** start DATA FOR THIS TASK **
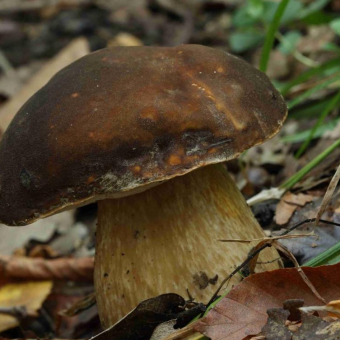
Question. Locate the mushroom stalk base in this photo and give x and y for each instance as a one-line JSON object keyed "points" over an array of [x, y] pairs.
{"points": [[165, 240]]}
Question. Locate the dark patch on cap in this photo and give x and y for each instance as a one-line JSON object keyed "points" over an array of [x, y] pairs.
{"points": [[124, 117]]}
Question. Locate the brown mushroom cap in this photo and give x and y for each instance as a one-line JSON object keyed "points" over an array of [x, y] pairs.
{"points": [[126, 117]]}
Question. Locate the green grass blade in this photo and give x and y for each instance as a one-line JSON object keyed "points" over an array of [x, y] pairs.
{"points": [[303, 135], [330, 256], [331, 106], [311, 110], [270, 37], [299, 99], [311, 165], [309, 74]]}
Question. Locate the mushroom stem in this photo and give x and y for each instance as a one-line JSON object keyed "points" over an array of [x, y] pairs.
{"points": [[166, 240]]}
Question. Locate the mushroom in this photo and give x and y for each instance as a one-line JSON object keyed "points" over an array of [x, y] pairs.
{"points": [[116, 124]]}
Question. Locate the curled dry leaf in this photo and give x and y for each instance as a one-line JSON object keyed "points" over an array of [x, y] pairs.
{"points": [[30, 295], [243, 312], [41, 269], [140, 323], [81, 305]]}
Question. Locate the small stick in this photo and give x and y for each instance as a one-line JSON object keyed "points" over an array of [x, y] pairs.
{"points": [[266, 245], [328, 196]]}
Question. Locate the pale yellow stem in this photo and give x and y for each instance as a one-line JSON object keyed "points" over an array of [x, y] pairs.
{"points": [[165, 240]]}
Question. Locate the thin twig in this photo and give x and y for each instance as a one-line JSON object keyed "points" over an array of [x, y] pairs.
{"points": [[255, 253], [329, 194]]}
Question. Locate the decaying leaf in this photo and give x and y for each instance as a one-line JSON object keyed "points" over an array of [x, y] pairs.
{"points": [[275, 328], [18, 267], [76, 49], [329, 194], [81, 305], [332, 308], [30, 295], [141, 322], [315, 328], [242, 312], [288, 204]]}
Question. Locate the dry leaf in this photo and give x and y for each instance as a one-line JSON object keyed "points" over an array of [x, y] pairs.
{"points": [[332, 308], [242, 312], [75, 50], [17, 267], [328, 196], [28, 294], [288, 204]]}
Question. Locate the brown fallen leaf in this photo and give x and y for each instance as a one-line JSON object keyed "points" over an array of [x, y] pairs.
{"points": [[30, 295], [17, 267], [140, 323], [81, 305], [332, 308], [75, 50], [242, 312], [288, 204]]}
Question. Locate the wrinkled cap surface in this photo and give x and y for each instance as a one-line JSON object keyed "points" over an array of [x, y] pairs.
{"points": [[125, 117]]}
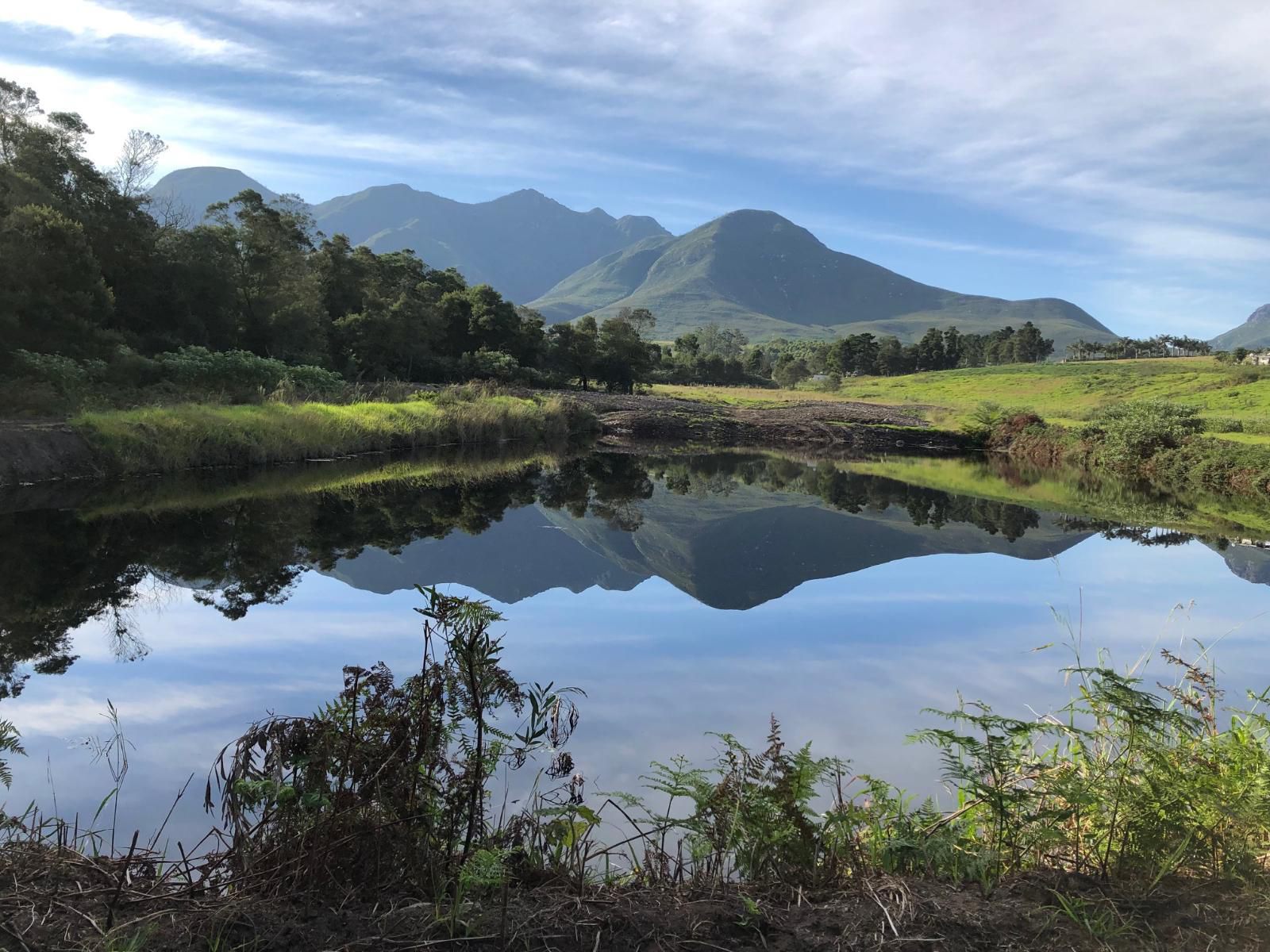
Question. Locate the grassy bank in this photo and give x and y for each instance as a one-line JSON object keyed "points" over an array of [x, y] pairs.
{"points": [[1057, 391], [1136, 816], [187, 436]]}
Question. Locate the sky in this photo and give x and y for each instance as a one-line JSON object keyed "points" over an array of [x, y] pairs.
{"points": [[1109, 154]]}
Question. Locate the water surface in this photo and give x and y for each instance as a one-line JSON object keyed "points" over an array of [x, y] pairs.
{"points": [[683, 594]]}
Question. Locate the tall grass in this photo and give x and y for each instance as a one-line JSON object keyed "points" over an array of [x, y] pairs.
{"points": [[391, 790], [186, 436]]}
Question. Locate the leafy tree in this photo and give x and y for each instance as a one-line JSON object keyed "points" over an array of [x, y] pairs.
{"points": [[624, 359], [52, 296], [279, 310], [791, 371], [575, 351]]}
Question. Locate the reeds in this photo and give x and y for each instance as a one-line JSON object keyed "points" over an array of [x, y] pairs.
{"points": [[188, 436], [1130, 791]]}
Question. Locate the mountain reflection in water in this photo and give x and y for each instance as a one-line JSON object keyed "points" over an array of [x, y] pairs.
** end DATA FOR THIS TASK **
* [WRITTEN EXERCISE]: Starting at the line that contains "Question. Locate the grassy", quote each remaining line of the entries above, unchanged.

* [TASK RESPONSE]:
Question. Locate the grassy bank in this photo and give x and y for each instance as a one-line JSON object keyed "points" over an array of [x, y] pairs.
{"points": [[1057, 391], [1136, 816], [187, 436]]}
Question. Locate the sky in this photo and give x and y for each instance as a one-line JSON object keyed "points" over an array of [x, y] pairs.
{"points": [[1109, 154]]}
Question. Locate the water surface in this photo and give x and y for each instance as a one-line JSON object keyed "points" over an array of [x, y] pairs.
{"points": [[683, 594]]}
Question. Locate the tall grass in this photo and give x and y for each instance as a one-line JSON object keyed "points" over an array of [x, y] pairs.
{"points": [[391, 790], [186, 436]]}
Question. Locate the leafy tree in this photo and give x and y for each instance as a one-line JSON object keyed "points" over an array of [x, y] pairs.
{"points": [[624, 359], [52, 296], [279, 310], [791, 371], [575, 351]]}
Question. Locate the reeds in this photo and give x and y for each instance as a one-line JSON object keyed "points" over an array of [x, y] pairs.
{"points": [[188, 436], [1130, 791]]}
Question. Locate the mountain reflection in water in this photo and give x and y for each instance as a one-line JSON object keyed "points" over an array of [x, y] pairs.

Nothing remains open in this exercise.